» 提示文:
┌────────

これから夏の季節にアウトドアで活躍してくれる懐中電灯やヘッドライト。最近では省エネ節電効果の高いLEDを使ったライトが各メーカーから販売されています。
ライトや照明器具を購入する際、気になるポイントの一つが「明るさの度合い」でしょう。特にネットショップで購入する場合は、ライトの明るさを実際に目で見て確認できないため、判断材料は商品説明文だけです。
ライトの明るさを判断するためには、「明るさ」を示す専門用語の意味を正しく理解しておく必要があります。
光の明るさに関係する用語として代表的なのは、「ルーメン」「ルクス」「カンデラ」「ケルビン」の4つです。
「ルーメン?ルクス?カンデラ?ケルビン?、どれをどう見ればライトの明るさが分かるの?」
と混乱してしまう人も多い専門用語。
今回は、それぞれの意味を分かりやすく、具体的な商品の事例と合わせて解説します。
LEDライトの説明で多用される光の単位を知ろう
LEDライトをはじめ、ライトや照明器具の説明文に登場してくる専門用語「ルーメン」「ルクス」「カンデラ」「ケルビン」。 それぞれ光の明るさに関係した単位なのですが、それぞれの数値を見ただけでライトの明るさを即判断できる人は決して多くありません。 それぞれの単位が何を表しているのか、一つずつ確認していきましょう。
ルーメン(光束):光の総量
ルーメンは光束(こうそく)の単位であり、一言でいうと「光源の明るさ」を示す数値です。家庭用の電球のパッケージなどで見かける機会が多く、「lm」と表記されていることもあります。
光源の明るさを示すルーメンを見れば、LEDライトにせよ電球にせよ、バルブの部分から発せられている光の量がどのくらいあるのかを判断できます。ルーメン数が多いほど、光源部分の光のパワーが大きいというわけです。

└────────

» 演習課題:
1. 提示文では、光の明るさに関係する代表的な用語としてどの4つが挙げられていますか。
2. 提示文の「ライトや照明器具を購入する際」から「記されていることもあります。」までの全文を、「ネットショップ」を「通信販売」に置き換えたうえで改めて書き出してください。
以下の記録は参照しなくても差し支えありません。

» 抜粋データ:
┌────────

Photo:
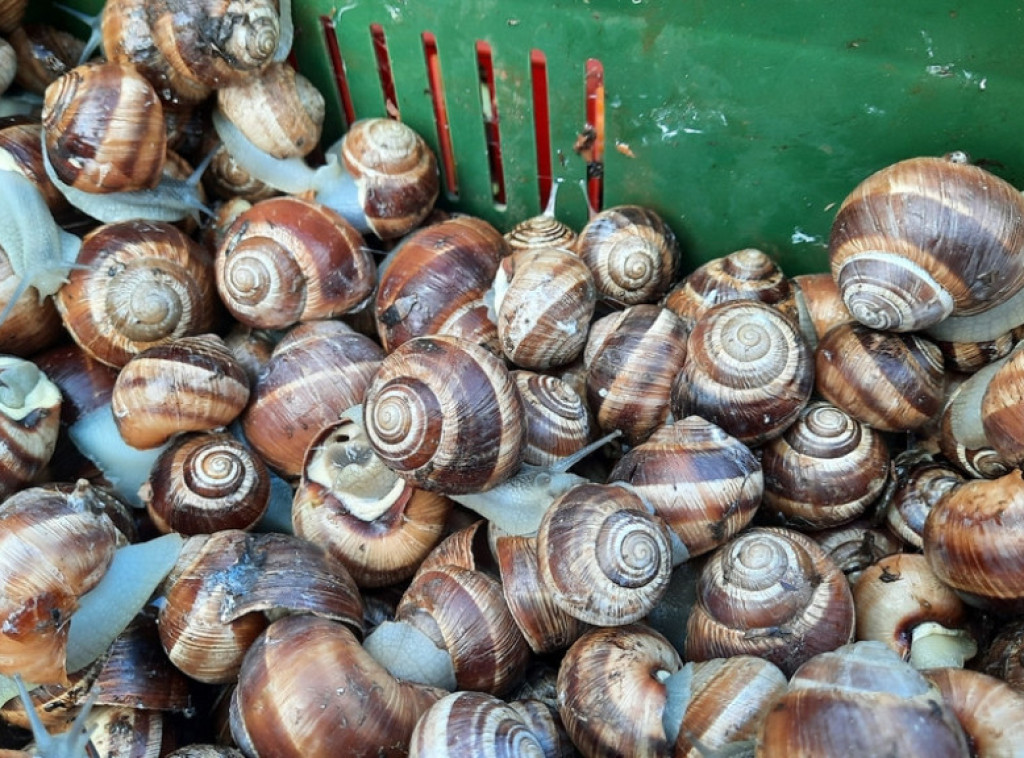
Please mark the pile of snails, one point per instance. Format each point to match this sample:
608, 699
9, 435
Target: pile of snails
296, 463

└────────

» 解答全文:
1. ルーメン、ルクス、カンデラ、ケルビンの4つです。

2.
ライトや照明器具を購入する際、気になるポイントの一つが「明るさの度合い」でしょう。特に通信販売で購入する場合は、ライトの明るさを実際に目で見て確認できないため、判断材料は商品説明文だけです。
ライトの明るさを判断するためには、「明るさ」を示す専門用語の意味を正しく理解しておく必要があります。
光の明るさに関係する用語として代表的なのは、「ルーメン」「ルクス」「カンデラ」「ケルビン」の4つです。
「ルーメン?ルクス?カンデラ?ケルビン?、どれをどう見ればライトの明るさが分かるの?」
と混乱してしまう人も多い専門用語。
今回は、それぞれの意味を分かりやすく、具体的な商品の事例と合わせて解説します。
LEDライトの説明で多用される光の単位を知ろう
LEDライトをはじめ、ライトや照明器具の説明文に登場してくる専門用語「ルーメン」「ルクス」「カンデラ」「ケルビン」。 それぞれ光の明るさに関係した単位なのですが、それぞれの数値を見ただけでライトの明るさを即判断できる人は決して多くありません。 それぞれの単位が何を表しているのか、一つずつ確認していきましょう。
ルーメン(光束):光の総量
ルーメンは光束(こうそく)の単位であり、一言でいうと「光源の明るさ」を示す数値です。家庭用の電球のパッケージなどで見かける機会が多く、「lm」と表記されていることもあります。